start
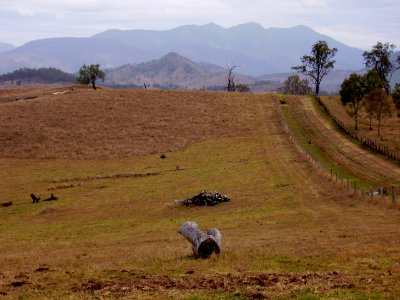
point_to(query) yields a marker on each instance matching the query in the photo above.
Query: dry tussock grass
(87, 124)
(390, 127)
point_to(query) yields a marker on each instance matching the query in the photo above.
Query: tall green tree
(318, 64)
(372, 82)
(89, 75)
(352, 92)
(379, 59)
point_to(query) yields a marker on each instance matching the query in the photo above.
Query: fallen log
(34, 198)
(51, 198)
(203, 245)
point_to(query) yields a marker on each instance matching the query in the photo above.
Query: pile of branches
(205, 199)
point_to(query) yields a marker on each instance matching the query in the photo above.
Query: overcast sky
(358, 23)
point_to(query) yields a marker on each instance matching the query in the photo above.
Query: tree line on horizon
(371, 91)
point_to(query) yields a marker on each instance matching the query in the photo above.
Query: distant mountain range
(4, 47)
(257, 50)
(174, 71)
(171, 71)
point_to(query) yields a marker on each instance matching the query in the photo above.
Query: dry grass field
(390, 128)
(343, 153)
(286, 234)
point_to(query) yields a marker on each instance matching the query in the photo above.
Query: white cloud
(356, 22)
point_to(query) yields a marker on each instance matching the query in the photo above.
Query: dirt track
(343, 151)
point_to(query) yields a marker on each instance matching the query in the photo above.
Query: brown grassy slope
(390, 127)
(341, 151)
(107, 123)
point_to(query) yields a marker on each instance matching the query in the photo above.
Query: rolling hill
(174, 71)
(257, 50)
(171, 71)
(6, 47)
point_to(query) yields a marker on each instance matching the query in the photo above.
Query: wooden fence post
(355, 187)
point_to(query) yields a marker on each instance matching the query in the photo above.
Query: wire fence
(344, 183)
(369, 143)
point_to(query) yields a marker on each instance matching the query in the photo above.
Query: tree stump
(203, 244)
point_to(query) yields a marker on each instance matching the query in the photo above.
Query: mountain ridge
(257, 50)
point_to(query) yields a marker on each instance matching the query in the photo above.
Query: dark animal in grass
(51, 198)
(35, 199)
(6, 204)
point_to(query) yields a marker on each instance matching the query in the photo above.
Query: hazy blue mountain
(170, 71)
(255, 49)
(6, 47)
(174, 71)
(69, 54)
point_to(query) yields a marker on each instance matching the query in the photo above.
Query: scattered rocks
(205, 199)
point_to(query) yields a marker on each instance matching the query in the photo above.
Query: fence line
(371, 144)
(344, 183)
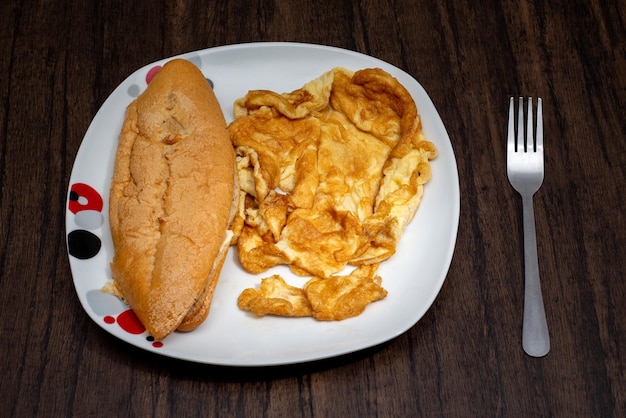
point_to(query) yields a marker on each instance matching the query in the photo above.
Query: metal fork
(525, 171)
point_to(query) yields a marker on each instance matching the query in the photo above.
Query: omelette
(330, 175)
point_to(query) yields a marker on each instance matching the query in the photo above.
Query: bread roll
(172, 199)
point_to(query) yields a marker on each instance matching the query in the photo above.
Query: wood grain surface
(59, 60)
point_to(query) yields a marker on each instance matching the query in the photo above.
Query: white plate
(413, 276)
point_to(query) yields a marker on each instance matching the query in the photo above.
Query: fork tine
(539, 126)
(521, 142)
(530, 142)
(510, 148)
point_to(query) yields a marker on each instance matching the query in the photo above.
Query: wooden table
(60, 61)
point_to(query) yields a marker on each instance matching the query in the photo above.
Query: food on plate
(330, 175)
(172, 198)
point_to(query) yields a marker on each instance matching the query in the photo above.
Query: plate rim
(447, 259)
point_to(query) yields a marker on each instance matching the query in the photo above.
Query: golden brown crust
(171, 200)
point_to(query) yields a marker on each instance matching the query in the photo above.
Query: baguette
(172, 199)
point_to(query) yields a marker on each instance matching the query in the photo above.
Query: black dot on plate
(83, 244)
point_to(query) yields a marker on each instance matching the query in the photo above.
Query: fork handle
(535, 336)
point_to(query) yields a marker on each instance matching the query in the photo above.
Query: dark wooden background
(59, 60)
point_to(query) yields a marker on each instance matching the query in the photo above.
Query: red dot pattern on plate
(129, 322)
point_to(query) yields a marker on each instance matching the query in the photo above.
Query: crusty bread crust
(171, 200)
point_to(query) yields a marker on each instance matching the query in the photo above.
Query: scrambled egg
(330, 176)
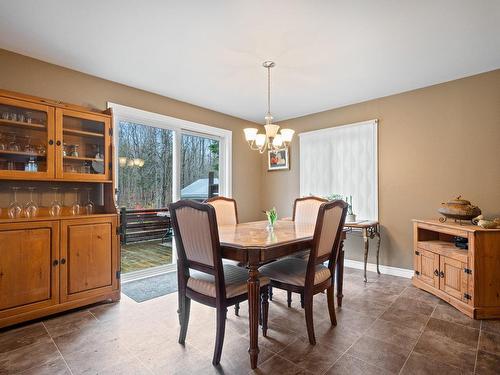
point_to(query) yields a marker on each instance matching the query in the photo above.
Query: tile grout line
(364, 332)
(52, 339)
(477, 347)
(418, 339)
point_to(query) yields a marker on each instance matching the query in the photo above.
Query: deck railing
(144, 224)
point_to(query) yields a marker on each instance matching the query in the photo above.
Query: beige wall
(434, 143)
(26, 75)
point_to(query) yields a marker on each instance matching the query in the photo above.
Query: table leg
(377, 233)
(340, 274)
(365, 239)
(253, 313)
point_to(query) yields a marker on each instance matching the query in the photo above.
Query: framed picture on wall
(277, 160)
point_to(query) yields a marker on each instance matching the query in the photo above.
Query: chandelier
(271, 140)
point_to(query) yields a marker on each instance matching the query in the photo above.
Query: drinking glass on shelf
(31, 208)
(13, 145)
(15, 209)
(56, 205)
(85, 168)
(3, 142)
(89, 205)
(41, 150)
(76, 208)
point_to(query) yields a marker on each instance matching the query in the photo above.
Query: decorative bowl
(458, 209)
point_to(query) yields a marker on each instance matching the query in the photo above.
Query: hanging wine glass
(31, 208)
(55, 206)
(89, 205)
(76, 208)
(15, 209)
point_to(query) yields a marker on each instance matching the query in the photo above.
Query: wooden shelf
(444, 248)
(20, 153)
(4, 220)
(83, 133)
(78, 158)
(23, 124)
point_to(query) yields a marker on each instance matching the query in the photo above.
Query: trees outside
(150, 185)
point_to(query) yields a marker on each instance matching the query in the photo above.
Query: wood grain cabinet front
(29, 266)
(459, 263)
(89, 262)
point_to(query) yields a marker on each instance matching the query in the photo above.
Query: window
(342, 160)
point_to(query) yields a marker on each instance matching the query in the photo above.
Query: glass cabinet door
(82, 146)
(26, 140)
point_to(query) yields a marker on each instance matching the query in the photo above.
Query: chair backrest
(225, 209)
(305, 210)
(327, 235)
(196, 234)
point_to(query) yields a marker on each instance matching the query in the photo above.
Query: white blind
(342, 160)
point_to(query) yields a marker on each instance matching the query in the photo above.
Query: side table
(369, 230)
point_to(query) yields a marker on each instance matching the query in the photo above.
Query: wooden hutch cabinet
(59, 244)
(467, 278)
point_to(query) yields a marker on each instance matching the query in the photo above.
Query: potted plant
(272, 217)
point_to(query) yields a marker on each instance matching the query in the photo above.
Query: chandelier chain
(269, 90)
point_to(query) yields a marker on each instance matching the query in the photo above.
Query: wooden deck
(141, 255)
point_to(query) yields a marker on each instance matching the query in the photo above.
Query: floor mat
(151, 287)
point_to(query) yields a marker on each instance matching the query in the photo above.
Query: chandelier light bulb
(260, 140)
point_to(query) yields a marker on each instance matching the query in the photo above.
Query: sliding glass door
(199, 166)
(145, 186)
(160, 159)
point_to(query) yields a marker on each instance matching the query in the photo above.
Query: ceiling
(209, 53)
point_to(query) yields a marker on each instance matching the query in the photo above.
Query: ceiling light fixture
(271, 140)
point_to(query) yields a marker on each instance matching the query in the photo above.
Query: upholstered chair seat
(234, 276)
(293, 271)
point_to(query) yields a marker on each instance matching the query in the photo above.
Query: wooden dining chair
(202, 276)
(312, 276)
(305, 211)
(225, 210)
(227, 214)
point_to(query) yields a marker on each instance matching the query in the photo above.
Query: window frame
(179, 127)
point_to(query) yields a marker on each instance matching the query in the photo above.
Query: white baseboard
(386, 270)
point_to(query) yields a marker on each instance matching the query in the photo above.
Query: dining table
(255, 244)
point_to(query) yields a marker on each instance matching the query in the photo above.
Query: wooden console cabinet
(468, 279)
(52, 263)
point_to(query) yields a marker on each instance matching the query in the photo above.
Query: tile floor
(385, 326)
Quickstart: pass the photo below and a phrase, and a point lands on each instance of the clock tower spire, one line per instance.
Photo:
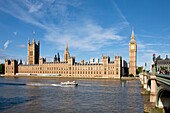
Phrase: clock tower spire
(132, 54)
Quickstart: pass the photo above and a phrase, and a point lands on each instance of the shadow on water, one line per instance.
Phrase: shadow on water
(12, 84)
(6, 103)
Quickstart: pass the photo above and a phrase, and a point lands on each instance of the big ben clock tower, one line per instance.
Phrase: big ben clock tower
(132, 55)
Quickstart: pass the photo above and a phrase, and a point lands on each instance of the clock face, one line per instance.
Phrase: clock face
(132, 47)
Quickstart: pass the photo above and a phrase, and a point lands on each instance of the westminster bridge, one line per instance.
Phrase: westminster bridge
(159, 87)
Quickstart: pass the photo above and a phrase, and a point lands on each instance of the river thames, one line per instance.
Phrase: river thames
(44, 95)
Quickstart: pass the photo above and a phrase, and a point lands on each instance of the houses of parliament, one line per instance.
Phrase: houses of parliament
(69, 67)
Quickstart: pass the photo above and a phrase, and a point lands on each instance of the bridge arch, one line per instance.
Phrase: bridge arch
(149, 84)
(163, 98)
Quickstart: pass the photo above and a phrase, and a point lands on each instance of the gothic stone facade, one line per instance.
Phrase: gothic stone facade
(68, 67)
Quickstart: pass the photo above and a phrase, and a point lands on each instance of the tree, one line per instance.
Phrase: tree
(2, 68)
(131, 75)
(139, 70)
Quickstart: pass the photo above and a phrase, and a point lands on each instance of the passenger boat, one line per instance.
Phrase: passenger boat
(68, 83)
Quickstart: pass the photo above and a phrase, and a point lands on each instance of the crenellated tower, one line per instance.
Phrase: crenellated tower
(33, 52)
(66, 54)
(132, 55)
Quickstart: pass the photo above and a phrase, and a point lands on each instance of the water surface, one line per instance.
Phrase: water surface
(33, 95)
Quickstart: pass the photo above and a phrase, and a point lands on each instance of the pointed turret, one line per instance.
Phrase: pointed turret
(66, 53)
(33, 40)
(132, 36)
(58, 55)
(28, 40)
(67, 46)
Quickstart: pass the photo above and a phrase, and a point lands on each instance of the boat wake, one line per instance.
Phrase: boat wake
(40, 84)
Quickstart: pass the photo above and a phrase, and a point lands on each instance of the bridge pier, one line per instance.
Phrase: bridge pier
(141, 78)
(153, 88)
(145, 81)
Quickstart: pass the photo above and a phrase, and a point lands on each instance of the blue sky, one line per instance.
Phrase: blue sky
(91, 28)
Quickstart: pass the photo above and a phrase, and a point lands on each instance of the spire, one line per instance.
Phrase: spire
(33, 40)
(28, 40)
(132, 36)
(67, 46)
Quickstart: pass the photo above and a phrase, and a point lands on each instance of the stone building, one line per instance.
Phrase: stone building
(162, 64)
(68, 67)
(33, 52)
(132, 55)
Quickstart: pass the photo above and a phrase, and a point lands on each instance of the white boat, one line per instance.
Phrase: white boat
(68, 83)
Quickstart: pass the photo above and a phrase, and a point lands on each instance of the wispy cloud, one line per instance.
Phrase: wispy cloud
(22, 46)
(87, 35)
(15, 33)
(6, 44)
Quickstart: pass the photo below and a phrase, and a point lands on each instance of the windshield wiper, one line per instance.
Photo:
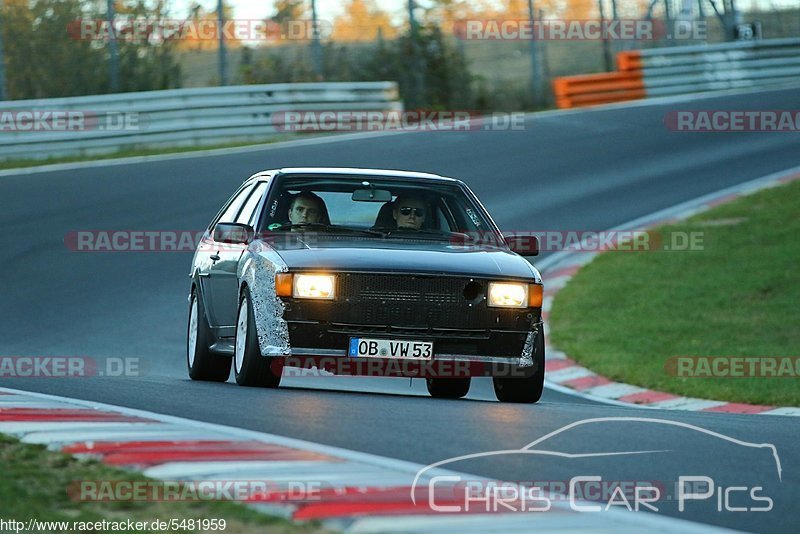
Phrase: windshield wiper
end
**Task**
Write down exactly the lines running from the line with "the spire, one line per instance." through the end of the material, both ends included, and none of the pictures.

**The output**
Quickstart: pass the photo above and a phrase, and a point lands on each instance of the spire, one line per instance.
Phrase: spire
(33, 40)
(28, 40)
(132, 36)
(67, 46)
Quickstart: pass the photo above and a phrase, and a point lands on each instance of the stone building, one line per instance.
Phrase: stone building
(162, 64)
(68, 67)
(33, 52)
(132, 55)
Quickstart: pass the photo above and a phrase, and a point lands on each instance of the white boat, one line per instance.
Phrase: white boat
(68, 83)
Quickstart: pass the photo above and a phrase, and a point lands on each instance of the wispy cloud, one line per instance.
Phrase: wispy cloud
(22, 46)
(87, 35)
(15, 33)
(6, 44)
Quickstart: pass the photo below and a phrase, and a point lands on each instance of the windshield wiper, one line per instance.
Photo:
Phrase: windshield wiper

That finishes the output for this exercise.